- _TASK TO CARRY OUT_: Look through the entries below and count the lines with "shoreline" in them; the reply is the number alone.

Natural-language object grounding data
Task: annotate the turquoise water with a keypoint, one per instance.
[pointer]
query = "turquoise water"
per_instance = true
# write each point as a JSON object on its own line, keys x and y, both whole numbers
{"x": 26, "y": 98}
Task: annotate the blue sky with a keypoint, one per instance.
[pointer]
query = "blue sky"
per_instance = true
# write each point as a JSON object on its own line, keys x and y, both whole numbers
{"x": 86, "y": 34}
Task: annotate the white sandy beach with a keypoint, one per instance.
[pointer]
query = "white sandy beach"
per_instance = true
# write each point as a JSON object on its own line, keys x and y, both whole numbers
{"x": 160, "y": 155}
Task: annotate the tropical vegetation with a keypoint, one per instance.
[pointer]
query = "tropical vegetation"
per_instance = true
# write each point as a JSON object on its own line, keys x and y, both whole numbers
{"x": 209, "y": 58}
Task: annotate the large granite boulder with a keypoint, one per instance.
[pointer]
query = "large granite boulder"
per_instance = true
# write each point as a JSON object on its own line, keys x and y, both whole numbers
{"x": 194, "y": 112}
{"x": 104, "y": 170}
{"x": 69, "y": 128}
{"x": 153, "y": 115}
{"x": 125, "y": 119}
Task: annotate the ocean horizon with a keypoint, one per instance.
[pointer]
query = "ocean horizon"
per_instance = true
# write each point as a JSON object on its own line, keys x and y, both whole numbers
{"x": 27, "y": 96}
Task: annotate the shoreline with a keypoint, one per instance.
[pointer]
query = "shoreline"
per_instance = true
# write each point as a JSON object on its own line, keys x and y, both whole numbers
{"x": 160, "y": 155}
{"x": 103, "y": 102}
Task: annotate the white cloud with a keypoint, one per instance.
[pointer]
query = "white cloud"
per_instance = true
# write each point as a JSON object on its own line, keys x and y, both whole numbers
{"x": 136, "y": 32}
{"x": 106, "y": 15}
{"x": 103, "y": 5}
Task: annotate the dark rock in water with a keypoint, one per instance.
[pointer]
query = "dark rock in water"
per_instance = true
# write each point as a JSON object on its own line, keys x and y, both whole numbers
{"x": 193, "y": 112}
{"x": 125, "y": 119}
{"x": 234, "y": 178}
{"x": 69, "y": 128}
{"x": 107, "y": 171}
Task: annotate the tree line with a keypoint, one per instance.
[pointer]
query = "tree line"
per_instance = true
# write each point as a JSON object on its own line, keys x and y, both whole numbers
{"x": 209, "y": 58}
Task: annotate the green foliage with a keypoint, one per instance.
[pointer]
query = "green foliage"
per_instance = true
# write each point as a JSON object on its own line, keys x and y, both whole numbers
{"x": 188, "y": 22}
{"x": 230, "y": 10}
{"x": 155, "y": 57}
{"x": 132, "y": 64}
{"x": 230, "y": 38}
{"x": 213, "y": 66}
---
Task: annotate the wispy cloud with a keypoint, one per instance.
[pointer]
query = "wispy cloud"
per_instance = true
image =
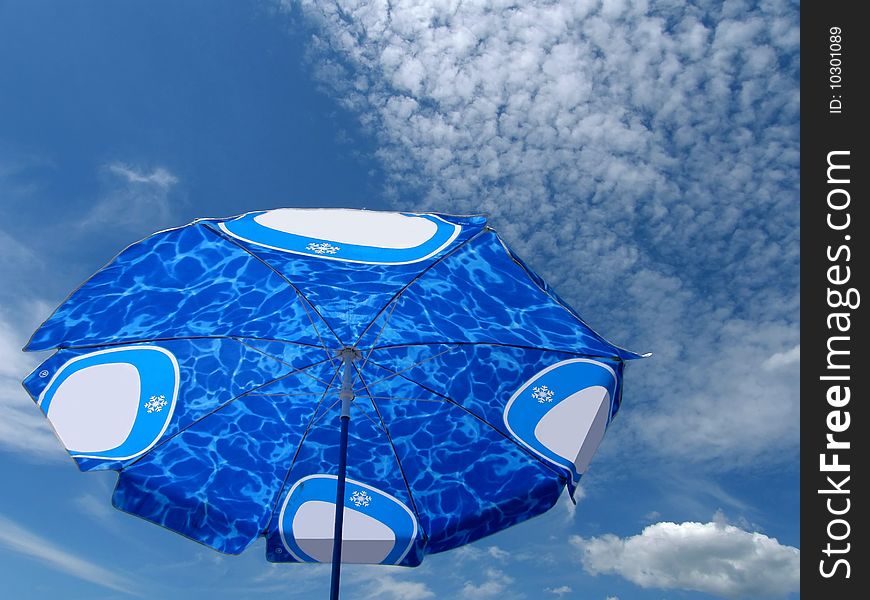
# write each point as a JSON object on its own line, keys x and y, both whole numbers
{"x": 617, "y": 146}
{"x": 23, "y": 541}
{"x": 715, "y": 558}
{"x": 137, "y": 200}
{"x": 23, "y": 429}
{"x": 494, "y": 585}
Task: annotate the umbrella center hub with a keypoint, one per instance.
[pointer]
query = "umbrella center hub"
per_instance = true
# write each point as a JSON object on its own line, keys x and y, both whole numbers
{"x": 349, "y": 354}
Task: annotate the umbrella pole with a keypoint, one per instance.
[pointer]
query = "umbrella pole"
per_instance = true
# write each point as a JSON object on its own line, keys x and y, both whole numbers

- _RESPONSE TO THE EXERCISE_: 2